*Task requirements*: Please copy exactly the lines that run from the start of the entries to the line containing "Subject = raised hand", inclusive.

*Dataset content*:

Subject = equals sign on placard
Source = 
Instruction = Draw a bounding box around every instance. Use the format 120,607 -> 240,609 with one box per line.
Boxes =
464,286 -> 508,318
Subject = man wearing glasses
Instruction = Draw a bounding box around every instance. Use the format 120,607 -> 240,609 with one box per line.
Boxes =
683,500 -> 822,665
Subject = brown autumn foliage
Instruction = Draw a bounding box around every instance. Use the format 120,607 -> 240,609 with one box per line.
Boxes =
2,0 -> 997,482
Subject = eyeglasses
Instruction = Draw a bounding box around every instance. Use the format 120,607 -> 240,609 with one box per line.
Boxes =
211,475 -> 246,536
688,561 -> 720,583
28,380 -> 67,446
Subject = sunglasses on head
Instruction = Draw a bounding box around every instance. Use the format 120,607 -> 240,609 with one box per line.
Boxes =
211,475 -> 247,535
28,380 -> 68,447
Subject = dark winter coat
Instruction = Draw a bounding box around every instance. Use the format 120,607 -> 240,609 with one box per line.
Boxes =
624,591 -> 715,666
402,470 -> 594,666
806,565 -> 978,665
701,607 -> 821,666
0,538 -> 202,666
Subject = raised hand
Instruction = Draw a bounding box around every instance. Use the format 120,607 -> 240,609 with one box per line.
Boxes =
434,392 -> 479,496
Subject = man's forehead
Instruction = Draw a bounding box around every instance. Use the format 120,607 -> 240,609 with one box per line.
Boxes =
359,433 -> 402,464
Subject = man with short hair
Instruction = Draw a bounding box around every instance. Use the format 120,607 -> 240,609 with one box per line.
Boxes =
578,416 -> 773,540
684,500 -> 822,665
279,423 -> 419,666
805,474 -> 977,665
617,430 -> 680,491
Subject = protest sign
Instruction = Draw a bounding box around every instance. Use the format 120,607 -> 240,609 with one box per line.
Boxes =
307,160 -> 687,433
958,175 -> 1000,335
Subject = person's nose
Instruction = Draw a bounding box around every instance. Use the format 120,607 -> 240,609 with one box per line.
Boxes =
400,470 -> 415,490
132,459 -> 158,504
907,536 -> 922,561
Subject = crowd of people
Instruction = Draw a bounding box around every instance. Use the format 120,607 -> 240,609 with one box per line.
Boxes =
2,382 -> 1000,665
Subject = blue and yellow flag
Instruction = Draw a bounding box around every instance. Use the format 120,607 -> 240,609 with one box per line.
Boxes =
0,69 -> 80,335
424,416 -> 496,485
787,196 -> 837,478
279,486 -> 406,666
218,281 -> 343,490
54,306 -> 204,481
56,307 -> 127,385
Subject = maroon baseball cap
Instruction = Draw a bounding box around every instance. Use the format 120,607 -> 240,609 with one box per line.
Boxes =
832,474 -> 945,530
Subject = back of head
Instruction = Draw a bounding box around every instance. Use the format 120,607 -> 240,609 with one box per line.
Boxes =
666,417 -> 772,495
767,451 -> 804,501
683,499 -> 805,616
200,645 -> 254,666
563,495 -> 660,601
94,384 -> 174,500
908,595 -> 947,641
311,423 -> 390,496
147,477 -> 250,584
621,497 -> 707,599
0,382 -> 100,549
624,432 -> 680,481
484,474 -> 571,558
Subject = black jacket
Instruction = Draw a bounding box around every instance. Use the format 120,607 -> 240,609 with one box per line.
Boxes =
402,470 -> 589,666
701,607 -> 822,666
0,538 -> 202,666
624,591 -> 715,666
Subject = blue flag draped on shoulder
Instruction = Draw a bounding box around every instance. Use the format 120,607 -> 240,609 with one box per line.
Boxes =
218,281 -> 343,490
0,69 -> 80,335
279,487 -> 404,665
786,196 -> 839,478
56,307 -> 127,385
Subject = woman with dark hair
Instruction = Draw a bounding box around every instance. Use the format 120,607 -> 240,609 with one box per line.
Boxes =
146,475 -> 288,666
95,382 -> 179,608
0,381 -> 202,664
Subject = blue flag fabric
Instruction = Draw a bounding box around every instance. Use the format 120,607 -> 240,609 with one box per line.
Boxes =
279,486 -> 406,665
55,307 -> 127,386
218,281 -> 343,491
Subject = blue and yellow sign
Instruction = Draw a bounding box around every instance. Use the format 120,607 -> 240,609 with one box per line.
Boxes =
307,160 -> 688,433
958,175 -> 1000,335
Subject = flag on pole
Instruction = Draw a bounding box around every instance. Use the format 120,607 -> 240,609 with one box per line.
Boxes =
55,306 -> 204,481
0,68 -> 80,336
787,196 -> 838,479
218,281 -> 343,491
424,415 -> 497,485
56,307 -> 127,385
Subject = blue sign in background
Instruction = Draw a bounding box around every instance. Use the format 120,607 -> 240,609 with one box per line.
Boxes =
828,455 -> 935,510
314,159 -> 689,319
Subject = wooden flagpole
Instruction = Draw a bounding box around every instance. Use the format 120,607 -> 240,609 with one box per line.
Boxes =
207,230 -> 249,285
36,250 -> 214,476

*Output for this task*:
Subject = equals sign on placard
Source = 
Instruction = Draw a bounding box around every instance. Use the format 120,607 -> 240,609 with one box per line.
Boxes =
464,286 -> 508,318
Subject = man wearing glasses
Instruction = Draw a bounding box around every instance. Use the format 120,607 -> 240,609 with one box per line.
Boxes =
683,500 -> 822,665
Subject = brown autumn foliage
Instruction = Draw a bounding box around every instance. Use the format 120,607 -> 240,609 with one box per line.
Boxes =
2,0 -> 997,482
Subject = eyeglasses
Instruction = Draw a bounding box around every instance. Use the format 120,607 -> 240,609 with one box per line.
Boxes =
211,475 -> 246,536
688,561 -> 720,583
28,380 -> 67,446
Subject = sunglasses on head
Instruction = Draw a bounding box around every instance. Use the format 120,607 -> 240,609 with one box per line.
Boxes =
211,475 -> 247,535
28,380 -> 68,447
Subject = dark winter coat
Instruction = Draw a bounding box around every instance. Use the format 120,607 -> 240,609 with one box per line.
Boxes =
624,591 -> 715,666
402,470 -> 594,666
806,565 -> 978,665
701,607 -> 821,666
0,538 -> 202,666
Subject = raised hand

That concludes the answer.